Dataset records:
====================

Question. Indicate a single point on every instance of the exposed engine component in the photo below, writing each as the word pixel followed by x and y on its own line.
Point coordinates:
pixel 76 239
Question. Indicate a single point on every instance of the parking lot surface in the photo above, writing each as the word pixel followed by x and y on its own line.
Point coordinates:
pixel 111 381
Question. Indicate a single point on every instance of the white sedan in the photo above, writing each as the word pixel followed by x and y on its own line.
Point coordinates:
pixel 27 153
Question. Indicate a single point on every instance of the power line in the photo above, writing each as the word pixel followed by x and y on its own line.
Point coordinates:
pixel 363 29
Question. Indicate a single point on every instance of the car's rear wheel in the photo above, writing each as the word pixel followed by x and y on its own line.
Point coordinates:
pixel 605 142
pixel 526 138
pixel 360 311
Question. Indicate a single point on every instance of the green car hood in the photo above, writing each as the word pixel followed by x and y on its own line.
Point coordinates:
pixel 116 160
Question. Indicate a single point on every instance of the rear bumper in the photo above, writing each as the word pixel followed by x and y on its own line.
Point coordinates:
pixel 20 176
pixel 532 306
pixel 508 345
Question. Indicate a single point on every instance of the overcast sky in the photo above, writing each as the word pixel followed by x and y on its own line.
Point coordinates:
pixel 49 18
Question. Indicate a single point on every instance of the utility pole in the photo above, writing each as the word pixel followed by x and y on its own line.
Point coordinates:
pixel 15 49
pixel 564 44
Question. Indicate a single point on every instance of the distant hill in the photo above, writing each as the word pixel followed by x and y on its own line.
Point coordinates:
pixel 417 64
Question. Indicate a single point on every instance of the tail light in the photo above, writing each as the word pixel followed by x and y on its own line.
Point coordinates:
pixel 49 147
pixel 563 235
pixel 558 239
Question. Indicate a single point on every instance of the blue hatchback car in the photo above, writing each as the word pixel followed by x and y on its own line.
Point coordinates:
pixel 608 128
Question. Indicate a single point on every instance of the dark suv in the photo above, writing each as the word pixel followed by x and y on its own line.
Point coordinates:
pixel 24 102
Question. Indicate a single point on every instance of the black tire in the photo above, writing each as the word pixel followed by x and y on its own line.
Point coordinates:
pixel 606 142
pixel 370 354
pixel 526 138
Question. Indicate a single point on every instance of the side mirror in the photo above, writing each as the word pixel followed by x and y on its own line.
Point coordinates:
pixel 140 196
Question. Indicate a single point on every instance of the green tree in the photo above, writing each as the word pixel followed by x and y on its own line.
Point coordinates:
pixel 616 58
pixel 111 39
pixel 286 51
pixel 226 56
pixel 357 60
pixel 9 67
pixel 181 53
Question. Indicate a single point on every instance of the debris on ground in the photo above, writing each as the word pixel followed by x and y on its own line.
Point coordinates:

====================

Only lines that hold the string "green" belong in the answer, so copy every one of them from the records.

Question. Indicate a single point on every instance of the green car hood in the photo above, writing each as the word pixel followed by x and y on its own line.
Question. Indicate a single point on every instance of the green tree in the photo above, writing each as the word pixel followed by x and y on its own line.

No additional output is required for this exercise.